=== Section Start ===

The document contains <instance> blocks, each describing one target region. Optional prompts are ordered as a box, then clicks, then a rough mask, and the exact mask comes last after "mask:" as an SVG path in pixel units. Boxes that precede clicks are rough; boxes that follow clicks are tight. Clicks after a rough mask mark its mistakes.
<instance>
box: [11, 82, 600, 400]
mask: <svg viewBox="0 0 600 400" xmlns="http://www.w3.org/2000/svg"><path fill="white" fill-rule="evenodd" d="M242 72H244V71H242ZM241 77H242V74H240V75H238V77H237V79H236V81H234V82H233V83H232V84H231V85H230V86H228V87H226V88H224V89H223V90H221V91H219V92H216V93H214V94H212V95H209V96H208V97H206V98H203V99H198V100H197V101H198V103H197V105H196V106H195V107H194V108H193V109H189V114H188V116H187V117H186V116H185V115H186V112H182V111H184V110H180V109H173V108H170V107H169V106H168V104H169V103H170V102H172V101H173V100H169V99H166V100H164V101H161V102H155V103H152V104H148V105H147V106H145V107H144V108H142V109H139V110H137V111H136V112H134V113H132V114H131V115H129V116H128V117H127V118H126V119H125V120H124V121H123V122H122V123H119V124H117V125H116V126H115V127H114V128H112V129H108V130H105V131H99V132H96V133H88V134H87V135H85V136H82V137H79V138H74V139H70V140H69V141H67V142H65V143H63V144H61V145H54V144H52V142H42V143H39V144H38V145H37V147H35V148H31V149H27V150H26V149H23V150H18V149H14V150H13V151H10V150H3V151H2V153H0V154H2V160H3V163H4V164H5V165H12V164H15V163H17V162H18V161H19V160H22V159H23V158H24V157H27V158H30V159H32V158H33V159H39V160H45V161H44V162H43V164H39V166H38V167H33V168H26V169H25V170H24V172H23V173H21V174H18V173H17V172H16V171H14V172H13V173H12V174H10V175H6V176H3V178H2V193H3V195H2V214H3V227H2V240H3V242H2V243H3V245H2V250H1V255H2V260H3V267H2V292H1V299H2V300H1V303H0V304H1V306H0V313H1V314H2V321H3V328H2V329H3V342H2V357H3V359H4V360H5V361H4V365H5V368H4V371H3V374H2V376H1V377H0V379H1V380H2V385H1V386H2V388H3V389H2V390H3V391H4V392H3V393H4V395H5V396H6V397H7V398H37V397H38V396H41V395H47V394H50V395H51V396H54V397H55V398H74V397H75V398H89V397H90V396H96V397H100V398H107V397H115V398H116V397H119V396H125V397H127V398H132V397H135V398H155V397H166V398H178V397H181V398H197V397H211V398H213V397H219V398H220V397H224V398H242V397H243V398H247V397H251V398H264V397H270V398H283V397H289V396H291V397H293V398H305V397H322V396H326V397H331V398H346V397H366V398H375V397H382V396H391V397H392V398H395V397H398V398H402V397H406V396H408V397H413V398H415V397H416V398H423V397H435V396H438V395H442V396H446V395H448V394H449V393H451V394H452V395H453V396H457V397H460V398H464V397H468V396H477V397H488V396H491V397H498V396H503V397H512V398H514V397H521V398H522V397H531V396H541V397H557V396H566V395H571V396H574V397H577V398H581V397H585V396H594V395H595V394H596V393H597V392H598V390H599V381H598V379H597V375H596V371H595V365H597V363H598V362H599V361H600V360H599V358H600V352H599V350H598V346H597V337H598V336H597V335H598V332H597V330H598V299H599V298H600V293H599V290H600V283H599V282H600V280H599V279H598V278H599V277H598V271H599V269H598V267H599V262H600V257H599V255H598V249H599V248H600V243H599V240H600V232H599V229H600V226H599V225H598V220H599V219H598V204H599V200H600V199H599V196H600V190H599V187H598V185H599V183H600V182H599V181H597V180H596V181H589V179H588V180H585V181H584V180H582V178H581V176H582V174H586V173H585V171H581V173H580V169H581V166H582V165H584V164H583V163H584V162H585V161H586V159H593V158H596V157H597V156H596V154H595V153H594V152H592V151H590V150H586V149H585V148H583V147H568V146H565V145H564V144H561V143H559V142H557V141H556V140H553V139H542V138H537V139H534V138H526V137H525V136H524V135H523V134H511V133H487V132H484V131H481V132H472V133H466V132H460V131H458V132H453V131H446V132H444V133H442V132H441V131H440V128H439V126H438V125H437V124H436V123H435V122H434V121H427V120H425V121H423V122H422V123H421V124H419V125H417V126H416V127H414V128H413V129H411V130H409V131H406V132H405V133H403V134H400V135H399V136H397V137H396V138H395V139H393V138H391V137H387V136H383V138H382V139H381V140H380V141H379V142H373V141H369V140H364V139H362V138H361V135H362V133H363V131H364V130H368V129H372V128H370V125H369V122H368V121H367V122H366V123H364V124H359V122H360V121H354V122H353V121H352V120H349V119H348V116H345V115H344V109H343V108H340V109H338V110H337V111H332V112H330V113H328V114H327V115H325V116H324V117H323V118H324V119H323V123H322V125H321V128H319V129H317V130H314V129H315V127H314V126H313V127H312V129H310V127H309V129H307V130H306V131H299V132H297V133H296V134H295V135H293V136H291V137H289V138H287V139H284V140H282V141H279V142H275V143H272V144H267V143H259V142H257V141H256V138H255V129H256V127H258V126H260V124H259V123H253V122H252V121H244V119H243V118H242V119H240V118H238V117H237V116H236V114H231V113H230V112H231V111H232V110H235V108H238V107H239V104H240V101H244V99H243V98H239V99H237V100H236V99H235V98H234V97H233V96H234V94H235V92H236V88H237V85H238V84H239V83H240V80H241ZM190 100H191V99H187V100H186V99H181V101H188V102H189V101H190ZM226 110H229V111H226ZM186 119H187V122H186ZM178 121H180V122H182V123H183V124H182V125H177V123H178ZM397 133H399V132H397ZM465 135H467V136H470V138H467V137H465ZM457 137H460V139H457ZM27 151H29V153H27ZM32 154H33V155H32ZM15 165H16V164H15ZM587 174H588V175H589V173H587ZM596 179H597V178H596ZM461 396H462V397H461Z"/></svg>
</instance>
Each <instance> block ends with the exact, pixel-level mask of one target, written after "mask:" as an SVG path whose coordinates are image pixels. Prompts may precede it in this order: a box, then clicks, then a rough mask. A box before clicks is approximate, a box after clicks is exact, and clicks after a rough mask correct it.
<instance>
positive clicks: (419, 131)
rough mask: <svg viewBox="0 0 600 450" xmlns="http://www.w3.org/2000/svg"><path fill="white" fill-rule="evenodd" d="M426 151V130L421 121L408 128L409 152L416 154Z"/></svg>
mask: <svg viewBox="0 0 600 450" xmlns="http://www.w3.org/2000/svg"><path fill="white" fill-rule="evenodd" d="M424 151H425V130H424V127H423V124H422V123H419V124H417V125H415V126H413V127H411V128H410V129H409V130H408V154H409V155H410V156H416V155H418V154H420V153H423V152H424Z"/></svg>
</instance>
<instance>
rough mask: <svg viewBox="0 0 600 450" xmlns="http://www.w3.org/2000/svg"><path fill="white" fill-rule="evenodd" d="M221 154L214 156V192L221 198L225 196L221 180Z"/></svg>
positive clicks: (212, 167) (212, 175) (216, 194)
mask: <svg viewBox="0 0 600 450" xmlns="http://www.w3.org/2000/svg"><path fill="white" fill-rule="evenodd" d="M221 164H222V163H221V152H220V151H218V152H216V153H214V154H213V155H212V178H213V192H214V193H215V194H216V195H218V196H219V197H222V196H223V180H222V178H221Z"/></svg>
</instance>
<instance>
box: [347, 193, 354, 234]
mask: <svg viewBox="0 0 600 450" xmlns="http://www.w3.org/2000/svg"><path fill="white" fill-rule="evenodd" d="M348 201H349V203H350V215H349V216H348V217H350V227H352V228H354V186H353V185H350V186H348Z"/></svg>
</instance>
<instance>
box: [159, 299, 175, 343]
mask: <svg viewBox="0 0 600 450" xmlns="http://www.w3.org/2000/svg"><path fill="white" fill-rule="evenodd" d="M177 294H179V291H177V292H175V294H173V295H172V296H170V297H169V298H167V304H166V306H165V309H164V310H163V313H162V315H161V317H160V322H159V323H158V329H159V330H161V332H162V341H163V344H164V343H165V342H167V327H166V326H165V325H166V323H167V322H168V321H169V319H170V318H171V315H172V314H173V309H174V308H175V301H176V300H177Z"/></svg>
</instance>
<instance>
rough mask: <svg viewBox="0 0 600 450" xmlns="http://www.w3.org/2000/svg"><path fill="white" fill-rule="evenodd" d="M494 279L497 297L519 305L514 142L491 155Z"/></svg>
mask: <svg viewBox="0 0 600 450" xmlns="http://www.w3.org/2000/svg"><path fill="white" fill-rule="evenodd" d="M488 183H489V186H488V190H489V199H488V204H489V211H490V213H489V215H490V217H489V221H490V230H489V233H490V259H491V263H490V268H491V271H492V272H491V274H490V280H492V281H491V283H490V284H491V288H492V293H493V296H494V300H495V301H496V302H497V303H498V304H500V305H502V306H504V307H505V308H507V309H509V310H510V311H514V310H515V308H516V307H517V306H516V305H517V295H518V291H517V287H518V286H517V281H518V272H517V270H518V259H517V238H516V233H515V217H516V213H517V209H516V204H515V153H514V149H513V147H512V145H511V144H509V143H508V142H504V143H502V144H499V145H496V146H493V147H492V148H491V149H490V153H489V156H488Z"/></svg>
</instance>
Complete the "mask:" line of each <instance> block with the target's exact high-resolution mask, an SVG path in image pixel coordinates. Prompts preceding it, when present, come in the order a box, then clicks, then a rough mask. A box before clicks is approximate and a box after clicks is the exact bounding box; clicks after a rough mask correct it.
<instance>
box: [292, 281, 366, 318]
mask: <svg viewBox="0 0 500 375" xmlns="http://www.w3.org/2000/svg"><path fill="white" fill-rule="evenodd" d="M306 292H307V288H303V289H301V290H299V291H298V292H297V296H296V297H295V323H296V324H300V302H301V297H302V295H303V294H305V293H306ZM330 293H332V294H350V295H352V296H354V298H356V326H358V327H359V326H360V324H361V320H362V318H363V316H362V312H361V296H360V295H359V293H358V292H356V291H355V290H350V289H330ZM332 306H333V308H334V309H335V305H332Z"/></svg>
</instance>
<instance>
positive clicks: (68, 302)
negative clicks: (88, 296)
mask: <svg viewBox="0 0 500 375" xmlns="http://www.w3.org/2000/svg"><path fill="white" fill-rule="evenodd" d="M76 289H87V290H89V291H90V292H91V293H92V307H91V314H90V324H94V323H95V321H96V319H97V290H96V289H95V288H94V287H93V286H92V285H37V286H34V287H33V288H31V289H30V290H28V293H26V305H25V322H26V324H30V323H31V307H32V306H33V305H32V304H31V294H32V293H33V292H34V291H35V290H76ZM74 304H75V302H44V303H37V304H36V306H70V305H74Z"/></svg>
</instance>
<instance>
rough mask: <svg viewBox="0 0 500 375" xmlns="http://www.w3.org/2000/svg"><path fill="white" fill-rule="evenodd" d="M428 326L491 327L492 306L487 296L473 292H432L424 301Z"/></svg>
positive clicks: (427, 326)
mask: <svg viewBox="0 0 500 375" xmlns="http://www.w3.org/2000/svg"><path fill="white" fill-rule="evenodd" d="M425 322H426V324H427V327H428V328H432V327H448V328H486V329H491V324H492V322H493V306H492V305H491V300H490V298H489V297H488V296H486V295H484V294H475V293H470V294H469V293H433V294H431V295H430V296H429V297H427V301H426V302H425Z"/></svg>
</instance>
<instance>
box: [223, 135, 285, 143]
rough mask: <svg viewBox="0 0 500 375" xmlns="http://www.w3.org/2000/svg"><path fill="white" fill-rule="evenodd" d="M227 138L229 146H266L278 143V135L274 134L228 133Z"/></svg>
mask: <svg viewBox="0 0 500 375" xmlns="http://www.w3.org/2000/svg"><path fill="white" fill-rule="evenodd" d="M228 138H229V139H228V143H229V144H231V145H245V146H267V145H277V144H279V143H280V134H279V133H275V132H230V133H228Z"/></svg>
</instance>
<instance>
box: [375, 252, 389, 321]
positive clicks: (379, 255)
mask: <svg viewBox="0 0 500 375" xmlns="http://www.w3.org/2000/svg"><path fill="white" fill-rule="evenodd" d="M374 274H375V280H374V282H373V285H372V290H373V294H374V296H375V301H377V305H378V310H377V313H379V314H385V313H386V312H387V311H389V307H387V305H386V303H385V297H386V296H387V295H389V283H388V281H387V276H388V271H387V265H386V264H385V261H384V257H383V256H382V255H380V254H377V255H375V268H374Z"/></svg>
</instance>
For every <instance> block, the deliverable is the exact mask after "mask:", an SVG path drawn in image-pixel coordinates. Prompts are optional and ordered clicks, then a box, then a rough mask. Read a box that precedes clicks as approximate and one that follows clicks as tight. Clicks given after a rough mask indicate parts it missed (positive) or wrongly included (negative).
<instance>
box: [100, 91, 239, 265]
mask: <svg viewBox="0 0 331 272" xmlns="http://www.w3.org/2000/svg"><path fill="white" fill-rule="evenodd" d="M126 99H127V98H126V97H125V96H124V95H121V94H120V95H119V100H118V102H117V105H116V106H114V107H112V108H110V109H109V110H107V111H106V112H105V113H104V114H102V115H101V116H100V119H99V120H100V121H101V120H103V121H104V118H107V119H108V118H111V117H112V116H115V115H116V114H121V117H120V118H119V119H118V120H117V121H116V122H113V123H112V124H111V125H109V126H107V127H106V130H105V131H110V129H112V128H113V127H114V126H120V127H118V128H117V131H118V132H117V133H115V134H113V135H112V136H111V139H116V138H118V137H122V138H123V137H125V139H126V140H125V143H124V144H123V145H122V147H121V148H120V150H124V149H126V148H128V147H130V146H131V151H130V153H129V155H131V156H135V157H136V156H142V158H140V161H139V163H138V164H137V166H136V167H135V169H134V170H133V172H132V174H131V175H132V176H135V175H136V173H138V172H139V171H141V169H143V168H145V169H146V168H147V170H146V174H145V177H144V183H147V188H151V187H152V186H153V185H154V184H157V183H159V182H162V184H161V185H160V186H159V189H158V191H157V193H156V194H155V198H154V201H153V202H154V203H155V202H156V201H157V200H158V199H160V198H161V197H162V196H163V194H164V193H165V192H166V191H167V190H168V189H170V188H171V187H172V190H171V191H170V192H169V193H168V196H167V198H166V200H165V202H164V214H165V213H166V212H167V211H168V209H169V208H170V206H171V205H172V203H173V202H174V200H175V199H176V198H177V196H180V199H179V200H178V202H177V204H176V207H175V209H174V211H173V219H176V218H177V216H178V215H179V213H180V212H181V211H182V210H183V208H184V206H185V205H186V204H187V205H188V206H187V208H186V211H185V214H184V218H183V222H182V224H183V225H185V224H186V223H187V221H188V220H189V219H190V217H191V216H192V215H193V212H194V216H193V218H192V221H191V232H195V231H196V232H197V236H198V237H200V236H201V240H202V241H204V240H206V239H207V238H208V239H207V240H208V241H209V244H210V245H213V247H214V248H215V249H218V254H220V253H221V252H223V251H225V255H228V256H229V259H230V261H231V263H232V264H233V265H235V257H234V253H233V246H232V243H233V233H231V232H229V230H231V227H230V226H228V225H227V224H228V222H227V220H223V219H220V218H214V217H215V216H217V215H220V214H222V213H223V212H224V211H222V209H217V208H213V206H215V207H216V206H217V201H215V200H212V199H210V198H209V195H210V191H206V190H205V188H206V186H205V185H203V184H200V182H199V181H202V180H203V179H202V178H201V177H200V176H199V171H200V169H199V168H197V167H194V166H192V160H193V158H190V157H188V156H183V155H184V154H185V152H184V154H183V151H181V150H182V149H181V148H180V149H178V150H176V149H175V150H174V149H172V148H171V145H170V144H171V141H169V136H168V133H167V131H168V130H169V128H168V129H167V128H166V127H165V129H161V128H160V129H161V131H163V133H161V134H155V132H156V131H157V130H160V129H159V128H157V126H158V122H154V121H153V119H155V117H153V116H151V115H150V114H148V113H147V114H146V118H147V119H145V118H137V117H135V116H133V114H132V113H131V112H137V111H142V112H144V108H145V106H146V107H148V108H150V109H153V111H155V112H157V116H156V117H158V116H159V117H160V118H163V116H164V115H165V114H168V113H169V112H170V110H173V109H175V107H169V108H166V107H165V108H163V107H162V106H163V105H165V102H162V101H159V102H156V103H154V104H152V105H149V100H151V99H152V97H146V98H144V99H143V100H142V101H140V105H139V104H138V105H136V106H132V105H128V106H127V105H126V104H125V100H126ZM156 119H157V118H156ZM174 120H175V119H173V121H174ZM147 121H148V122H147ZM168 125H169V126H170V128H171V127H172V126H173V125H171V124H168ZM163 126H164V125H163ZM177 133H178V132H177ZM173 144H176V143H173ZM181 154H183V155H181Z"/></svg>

=== Section End ===

What the exercise asks ▸
Please copy the lines in the records above between the one holding "box: [292, 281, 366, 318]" and the one holding "box: [223, 135, 285, 143]", inclusive, exactly and with no other line.

Response ▸
box: [292, 281, 366, 318]
mask: <svg viewBox="0 0 500 375" xmlns="http://www.w3.org/2000/svg"><path fill="white" fill-rule="evenodd" d="M306 292H307V288H303V289H301V290H299V291H298V292H297V296H296V297H295V323H296V324H300V302H301V297H302V295H303V294H305V293H306ZM330 293H332V294H350V295H352V296H354V298H356V326H358V327H359V326H360V324H361V320H362V318H363V316H362V312H361V296H360V295H359V293H358V292H356V291H355V290H350V289H330ZM332 306H333V308H334V309H335V305H332Z"/></svg>
</instance>
<instance>
positive clicks: (68, 302)
negative clicks: (88, 296)
mask: <svg viewBox="0 0 500 375" xmlns="http://www.w3.org/2000/svg"><path fill="white" fill-rule="evenodd" d="M76 289H87V290H89V291H90V292H91V293H92V307H91V314H90V324H94V323H95V321H96V319H97V290H96V289H95V288H94V287H93V286H92V285H37V286H34V287H33V288H31V289H30V290H28V293H26V305H25V322H26V324H30V323H31V307H32V306H33V305H32V304H31V294H32V293H33V292H34V291H35V290H76ZM74 304H75V302H44V303H37V304H36V306H70V305H74Z"/></svg>
</instance>
<instance>
rough mask: <svg viewBox="0 0 500 375" xmlns="http://www.w3.org/2000/svg"><path fill="white" fill-rule="evenodd" d="M428 326L491 327L492 306L487 296L473 292H432L424 301Z"/></svg>
positive clicks: (427, 326)
mask: <svg viewBox="0 0 500 375" xmlns="http://www.w3.org/2000/svg"><path fill="white" fill-rule="evenodd" d="M425 322H426V324H427V327H428V328H432V327H448V328H486V329H491V324H492V322H493V306H492V305H491V300H490V298H489V297H488V296H486V295H484V294H475V293H470V294H469V293H433V294H431V295H430V296H429V297H427V301H426V302H425Z"/></svg>
</instance>
<instance>
box: [223, 135, 285, 143]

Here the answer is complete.